> [WHAT THE EXERCISE ASKS]: Please tally the lines below containing the word "grassy", with case counting, and give only the number.
────────
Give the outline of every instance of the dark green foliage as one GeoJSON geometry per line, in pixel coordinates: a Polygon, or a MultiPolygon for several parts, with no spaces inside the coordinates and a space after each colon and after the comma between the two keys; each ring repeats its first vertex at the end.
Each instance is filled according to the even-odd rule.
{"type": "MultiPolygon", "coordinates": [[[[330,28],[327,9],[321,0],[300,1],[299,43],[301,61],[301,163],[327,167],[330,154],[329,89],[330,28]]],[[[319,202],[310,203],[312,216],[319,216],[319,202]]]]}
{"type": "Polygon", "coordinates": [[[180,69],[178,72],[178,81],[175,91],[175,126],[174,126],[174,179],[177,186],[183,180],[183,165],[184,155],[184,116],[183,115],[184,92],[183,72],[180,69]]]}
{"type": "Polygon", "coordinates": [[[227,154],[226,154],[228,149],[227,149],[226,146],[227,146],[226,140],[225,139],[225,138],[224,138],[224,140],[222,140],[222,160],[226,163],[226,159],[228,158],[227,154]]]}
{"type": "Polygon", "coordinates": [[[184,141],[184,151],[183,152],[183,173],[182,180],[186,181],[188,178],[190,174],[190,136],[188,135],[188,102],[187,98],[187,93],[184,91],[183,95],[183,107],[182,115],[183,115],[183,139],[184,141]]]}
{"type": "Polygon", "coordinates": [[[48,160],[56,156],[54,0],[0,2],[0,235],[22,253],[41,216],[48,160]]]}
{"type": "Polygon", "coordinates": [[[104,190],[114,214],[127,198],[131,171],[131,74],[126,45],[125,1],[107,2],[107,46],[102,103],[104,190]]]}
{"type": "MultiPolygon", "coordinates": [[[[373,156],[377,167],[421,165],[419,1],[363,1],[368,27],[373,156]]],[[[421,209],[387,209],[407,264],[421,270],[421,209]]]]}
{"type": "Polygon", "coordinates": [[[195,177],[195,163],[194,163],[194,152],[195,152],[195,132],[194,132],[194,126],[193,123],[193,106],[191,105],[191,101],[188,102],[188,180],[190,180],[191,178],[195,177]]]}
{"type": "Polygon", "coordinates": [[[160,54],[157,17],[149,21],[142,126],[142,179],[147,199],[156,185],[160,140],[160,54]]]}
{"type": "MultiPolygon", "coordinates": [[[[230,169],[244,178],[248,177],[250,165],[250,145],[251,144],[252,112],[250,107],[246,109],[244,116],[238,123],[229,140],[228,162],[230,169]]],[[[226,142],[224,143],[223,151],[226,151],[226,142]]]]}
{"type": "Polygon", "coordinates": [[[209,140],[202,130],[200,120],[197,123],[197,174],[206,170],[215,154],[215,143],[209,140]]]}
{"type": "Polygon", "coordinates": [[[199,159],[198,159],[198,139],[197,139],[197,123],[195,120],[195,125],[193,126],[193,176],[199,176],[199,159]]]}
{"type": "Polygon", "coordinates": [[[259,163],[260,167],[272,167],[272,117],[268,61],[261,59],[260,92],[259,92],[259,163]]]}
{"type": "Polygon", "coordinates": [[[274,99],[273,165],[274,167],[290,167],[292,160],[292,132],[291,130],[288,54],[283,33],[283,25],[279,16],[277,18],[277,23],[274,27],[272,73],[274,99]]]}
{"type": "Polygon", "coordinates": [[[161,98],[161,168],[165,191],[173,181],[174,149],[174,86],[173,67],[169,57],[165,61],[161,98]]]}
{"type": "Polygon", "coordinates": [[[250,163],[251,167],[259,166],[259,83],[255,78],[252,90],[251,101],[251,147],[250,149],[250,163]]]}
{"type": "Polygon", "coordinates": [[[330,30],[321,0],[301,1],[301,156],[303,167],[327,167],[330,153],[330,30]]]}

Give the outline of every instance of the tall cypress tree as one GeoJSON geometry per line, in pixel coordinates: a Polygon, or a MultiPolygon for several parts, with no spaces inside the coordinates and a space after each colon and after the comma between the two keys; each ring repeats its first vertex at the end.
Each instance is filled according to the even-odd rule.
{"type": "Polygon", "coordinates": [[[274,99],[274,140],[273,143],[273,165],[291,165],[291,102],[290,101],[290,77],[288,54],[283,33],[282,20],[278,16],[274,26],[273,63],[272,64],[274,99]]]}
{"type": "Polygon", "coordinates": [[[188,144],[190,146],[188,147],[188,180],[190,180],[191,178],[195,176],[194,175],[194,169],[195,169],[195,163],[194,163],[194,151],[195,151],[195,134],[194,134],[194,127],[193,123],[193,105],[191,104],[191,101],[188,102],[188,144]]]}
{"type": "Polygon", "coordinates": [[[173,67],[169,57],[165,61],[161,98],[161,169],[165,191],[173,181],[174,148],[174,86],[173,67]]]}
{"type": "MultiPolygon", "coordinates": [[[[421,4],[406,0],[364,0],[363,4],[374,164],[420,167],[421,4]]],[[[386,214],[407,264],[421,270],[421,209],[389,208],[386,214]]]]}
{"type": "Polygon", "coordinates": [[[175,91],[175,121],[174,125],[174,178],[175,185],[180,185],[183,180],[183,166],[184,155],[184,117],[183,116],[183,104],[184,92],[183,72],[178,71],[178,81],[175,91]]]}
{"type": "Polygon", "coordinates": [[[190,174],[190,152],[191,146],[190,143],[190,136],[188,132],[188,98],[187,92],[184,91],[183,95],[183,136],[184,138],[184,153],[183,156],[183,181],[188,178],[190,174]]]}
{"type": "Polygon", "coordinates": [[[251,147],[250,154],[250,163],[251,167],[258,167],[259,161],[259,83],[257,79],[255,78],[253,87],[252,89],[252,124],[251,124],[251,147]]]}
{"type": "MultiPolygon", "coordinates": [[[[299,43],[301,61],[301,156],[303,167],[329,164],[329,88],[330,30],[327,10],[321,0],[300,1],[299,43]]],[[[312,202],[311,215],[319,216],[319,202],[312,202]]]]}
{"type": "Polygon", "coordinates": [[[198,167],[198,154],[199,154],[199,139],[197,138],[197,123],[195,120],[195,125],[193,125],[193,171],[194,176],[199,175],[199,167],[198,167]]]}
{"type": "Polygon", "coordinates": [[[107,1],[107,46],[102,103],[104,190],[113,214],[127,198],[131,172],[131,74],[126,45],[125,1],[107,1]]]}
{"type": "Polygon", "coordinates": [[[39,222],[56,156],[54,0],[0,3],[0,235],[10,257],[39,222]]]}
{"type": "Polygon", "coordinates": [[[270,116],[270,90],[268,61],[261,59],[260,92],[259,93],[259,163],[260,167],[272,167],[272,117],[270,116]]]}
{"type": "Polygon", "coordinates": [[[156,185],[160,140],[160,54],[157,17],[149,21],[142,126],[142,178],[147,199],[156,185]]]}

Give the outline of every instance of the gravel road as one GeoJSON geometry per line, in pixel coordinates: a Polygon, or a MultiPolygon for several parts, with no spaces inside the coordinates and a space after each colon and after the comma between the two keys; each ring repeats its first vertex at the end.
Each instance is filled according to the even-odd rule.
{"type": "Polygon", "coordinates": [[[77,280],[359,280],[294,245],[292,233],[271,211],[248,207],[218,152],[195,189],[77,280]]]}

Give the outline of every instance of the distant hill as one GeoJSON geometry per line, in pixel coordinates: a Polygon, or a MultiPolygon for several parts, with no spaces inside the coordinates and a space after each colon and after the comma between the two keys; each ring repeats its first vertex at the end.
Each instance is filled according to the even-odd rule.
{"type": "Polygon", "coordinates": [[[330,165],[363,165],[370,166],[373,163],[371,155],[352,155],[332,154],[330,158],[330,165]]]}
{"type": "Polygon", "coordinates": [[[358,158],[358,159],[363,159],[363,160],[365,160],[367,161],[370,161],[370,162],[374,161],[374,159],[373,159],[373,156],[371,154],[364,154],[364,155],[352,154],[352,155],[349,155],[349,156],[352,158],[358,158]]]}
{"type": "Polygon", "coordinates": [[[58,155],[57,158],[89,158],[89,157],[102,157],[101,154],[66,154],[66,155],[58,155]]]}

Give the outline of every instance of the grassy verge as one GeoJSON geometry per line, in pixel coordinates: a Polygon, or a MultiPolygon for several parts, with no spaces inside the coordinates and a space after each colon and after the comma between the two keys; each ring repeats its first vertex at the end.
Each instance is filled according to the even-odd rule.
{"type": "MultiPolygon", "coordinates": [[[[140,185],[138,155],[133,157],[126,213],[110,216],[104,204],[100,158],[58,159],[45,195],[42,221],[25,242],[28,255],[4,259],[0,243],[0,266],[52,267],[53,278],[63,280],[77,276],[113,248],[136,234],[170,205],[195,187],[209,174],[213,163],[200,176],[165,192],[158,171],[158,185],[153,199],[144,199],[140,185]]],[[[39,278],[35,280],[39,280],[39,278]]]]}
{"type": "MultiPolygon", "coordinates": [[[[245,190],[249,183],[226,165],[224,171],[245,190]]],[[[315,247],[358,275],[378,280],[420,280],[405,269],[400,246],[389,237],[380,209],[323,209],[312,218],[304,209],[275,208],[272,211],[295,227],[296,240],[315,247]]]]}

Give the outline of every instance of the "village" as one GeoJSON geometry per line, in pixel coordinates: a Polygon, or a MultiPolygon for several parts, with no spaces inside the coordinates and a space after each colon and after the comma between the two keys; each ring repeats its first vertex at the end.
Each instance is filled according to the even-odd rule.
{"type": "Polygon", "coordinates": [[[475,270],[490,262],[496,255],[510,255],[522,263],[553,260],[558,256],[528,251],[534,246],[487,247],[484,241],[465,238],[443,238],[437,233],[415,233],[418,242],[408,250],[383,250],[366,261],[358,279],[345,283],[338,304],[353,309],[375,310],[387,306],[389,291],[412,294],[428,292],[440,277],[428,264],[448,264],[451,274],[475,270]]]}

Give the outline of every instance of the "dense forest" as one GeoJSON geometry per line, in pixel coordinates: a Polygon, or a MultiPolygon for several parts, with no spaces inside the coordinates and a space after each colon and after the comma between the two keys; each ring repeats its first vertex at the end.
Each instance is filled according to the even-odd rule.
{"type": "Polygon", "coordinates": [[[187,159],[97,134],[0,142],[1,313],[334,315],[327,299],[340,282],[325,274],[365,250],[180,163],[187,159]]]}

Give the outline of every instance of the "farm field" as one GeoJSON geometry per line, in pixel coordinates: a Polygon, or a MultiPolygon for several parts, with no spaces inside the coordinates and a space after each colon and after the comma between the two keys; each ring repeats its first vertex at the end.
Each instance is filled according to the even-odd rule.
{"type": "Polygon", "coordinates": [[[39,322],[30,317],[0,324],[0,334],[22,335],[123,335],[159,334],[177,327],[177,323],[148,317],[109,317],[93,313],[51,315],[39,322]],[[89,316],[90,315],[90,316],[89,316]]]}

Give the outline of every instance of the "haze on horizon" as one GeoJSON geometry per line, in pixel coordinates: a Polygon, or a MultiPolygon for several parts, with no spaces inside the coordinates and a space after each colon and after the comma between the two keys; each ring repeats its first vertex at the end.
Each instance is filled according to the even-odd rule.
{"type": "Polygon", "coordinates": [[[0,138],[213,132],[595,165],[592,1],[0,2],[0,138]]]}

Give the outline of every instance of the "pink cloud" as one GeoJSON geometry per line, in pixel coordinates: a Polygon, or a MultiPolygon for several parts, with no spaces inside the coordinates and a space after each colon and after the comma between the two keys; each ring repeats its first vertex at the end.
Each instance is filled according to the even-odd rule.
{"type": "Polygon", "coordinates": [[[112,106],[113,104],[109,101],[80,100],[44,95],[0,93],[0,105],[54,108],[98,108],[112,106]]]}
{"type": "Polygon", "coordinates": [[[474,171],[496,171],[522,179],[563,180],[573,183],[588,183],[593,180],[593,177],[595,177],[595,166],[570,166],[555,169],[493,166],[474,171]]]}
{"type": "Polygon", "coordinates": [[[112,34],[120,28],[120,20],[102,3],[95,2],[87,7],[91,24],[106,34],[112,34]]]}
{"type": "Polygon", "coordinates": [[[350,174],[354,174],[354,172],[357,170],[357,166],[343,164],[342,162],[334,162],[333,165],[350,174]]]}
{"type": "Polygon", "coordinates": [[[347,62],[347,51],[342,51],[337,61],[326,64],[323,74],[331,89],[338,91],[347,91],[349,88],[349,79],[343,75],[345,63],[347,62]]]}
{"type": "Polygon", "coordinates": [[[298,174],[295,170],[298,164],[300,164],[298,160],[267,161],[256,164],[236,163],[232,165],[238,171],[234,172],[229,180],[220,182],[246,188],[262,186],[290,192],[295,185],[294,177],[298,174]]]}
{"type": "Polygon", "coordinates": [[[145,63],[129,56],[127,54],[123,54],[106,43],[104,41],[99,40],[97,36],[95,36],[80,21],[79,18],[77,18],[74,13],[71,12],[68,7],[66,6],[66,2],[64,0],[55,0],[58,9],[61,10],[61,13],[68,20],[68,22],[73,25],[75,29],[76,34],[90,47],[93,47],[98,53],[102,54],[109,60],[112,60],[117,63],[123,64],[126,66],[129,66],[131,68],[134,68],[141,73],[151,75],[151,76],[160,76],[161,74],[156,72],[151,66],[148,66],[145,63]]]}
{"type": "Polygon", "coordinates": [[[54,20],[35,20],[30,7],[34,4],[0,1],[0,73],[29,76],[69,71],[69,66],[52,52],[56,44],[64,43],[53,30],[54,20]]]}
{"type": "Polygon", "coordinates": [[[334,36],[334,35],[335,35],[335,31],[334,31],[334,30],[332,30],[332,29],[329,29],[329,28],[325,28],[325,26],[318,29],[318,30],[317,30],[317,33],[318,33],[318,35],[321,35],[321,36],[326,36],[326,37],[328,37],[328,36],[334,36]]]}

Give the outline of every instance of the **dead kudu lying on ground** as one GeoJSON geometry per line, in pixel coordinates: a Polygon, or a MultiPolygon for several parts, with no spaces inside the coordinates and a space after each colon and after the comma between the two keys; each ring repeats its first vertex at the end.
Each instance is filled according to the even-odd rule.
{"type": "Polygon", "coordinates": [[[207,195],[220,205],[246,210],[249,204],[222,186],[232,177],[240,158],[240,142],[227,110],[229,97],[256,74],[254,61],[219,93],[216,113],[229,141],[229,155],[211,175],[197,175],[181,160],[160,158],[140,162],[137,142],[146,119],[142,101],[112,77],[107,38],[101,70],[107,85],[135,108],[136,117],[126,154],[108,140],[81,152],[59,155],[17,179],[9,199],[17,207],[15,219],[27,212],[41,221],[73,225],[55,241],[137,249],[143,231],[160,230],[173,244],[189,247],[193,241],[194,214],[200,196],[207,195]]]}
────────
> [EXERCISE SOLUTION]: 1